Task prompt: Copy exactly the lines from the one containing "Practice step: point at the red throat" through the last line of the records, both included, and nothing more.

Supplied entries:
— Start —

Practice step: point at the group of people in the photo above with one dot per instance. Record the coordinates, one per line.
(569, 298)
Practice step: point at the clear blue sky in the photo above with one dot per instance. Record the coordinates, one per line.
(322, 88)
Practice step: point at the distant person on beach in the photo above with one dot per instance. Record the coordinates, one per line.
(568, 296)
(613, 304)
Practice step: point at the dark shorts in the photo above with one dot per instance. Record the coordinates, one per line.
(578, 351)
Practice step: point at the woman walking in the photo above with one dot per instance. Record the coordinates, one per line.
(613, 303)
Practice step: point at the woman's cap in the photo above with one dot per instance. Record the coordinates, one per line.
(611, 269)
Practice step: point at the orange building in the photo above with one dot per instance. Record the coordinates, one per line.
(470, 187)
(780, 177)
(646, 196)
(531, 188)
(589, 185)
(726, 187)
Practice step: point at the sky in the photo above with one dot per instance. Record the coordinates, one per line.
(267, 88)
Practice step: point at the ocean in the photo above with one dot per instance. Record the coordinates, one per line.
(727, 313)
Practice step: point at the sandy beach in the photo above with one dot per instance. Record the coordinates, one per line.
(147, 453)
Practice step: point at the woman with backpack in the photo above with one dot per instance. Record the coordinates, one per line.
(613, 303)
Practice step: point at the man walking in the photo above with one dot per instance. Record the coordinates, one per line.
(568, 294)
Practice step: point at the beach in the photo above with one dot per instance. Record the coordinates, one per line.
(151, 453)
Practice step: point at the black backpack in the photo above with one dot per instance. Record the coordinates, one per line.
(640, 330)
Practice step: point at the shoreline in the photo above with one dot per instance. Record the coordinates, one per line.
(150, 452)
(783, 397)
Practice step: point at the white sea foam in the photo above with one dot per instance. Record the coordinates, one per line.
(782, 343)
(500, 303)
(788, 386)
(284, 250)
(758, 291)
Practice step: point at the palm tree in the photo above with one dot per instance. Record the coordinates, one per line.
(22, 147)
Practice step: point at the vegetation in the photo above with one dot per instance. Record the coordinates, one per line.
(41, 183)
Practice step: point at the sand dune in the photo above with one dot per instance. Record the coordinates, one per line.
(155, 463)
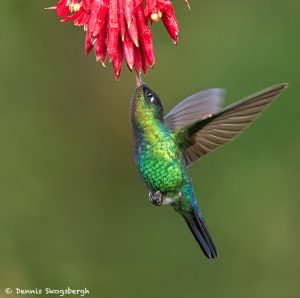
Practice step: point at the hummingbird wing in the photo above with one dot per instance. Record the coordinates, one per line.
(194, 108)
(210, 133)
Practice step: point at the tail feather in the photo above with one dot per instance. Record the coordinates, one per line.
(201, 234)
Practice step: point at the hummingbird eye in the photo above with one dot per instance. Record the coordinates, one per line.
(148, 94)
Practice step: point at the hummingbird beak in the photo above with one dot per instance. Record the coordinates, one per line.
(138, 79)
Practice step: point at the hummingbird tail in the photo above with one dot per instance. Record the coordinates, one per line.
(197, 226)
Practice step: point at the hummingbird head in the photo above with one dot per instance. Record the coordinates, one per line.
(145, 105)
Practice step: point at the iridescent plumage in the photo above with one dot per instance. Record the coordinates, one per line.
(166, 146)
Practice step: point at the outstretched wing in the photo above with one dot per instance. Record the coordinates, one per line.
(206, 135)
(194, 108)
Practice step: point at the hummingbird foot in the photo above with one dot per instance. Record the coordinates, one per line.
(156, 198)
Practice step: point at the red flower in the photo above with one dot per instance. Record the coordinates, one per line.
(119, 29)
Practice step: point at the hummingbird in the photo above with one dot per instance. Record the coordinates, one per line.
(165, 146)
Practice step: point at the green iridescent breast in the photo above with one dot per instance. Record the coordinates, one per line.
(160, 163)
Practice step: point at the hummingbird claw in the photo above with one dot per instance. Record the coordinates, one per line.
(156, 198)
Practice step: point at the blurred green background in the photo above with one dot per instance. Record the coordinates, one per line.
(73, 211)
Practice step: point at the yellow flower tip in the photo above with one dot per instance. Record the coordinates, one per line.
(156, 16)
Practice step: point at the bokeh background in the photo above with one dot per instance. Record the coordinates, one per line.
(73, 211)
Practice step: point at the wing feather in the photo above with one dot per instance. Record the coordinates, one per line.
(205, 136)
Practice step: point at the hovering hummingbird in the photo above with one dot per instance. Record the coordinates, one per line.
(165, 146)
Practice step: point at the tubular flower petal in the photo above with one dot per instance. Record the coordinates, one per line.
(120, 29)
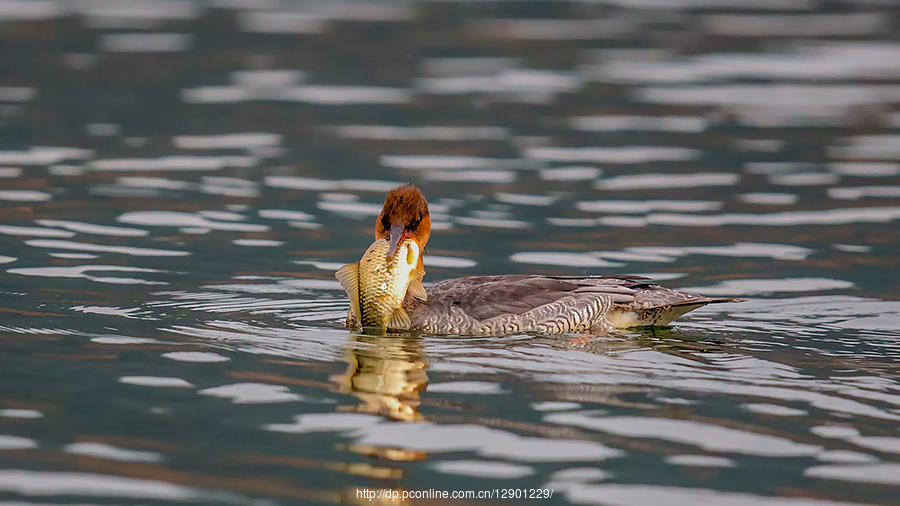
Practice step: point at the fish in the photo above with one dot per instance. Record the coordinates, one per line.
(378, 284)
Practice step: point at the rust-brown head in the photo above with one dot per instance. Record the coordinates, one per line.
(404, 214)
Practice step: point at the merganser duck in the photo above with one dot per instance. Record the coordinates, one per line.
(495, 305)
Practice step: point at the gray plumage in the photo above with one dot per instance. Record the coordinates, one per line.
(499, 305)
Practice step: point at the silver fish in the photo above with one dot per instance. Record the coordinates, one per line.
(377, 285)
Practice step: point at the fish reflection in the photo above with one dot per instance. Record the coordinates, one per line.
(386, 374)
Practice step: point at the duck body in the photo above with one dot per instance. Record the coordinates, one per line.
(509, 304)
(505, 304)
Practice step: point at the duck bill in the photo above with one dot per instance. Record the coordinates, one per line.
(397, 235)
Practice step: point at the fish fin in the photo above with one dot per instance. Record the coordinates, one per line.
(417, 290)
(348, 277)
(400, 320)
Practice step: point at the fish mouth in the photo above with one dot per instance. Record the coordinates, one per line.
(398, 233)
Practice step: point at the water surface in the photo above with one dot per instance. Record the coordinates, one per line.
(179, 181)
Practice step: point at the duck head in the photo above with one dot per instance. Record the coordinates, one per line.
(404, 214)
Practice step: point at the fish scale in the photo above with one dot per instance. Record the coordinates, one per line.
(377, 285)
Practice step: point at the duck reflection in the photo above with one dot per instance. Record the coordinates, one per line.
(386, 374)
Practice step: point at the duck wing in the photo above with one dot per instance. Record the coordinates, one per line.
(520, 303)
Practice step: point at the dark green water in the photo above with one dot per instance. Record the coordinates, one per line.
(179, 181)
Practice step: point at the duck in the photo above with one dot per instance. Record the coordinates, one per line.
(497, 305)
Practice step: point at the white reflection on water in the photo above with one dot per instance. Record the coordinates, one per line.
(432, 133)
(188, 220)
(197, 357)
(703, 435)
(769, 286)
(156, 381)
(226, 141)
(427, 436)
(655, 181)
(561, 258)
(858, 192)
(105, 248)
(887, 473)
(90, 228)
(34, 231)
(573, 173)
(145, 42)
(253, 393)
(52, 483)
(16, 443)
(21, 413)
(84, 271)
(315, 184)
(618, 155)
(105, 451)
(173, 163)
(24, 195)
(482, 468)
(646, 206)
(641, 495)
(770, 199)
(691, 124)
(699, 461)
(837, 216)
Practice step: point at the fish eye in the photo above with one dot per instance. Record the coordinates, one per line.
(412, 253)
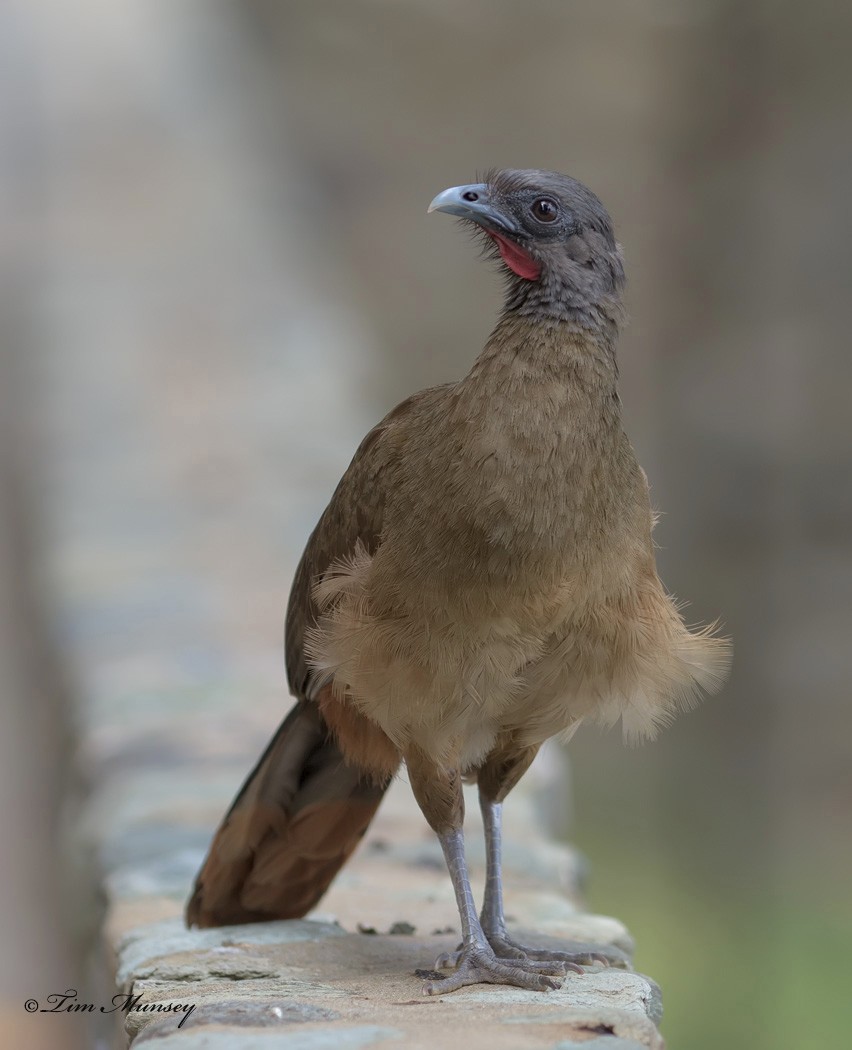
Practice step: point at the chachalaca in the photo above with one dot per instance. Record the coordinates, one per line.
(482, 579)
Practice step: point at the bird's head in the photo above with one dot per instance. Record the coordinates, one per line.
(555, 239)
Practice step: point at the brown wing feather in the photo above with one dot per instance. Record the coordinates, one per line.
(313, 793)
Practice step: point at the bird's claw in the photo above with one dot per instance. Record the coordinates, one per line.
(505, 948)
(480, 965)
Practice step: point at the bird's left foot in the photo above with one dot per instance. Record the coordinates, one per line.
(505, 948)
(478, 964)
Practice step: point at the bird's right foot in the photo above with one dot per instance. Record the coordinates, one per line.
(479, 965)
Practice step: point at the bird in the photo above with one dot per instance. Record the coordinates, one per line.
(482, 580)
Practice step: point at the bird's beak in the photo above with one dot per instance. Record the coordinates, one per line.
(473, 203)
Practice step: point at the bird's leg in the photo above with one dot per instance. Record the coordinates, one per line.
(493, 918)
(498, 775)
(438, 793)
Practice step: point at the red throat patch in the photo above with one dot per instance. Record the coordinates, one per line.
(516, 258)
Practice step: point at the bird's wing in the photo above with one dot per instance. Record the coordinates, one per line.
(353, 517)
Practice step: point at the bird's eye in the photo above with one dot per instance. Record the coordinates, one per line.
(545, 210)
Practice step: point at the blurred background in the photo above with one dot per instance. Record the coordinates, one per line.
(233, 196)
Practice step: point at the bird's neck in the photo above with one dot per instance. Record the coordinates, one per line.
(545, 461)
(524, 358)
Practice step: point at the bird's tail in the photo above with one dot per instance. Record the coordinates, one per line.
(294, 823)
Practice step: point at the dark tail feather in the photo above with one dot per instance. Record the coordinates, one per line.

— End —

Solution:
Practice step: point at the red throat patch in the photo above with one dot per instance. Record the coordinates, one per line.
(516, 258)
Practice step: point at the bird's wing in the photo above with one dot per instance. Record the coordinates, one per line.
(353, 517)
Practice step: point at the bird's eye in the photo above with one dot per instance. Record the coordinates, one per line.
(545, 210)
Practice step: point at the blurred background in the photo above with one dot per instance. Record the coordinates, one per line.
(233, 196)
Practice step: point at the bird's neck in the photo above with one dot per instance. Record the coordinates, one per line.
(545, 461)
(524, 358)
Practice step: point at the bird's tail in the photo above with one dot per instance. Record the coordinates, one per line.
(294, 823)
Practice step: point at the dark tail feather in the photo above with one dot per instance. Record the coordinates, one per line.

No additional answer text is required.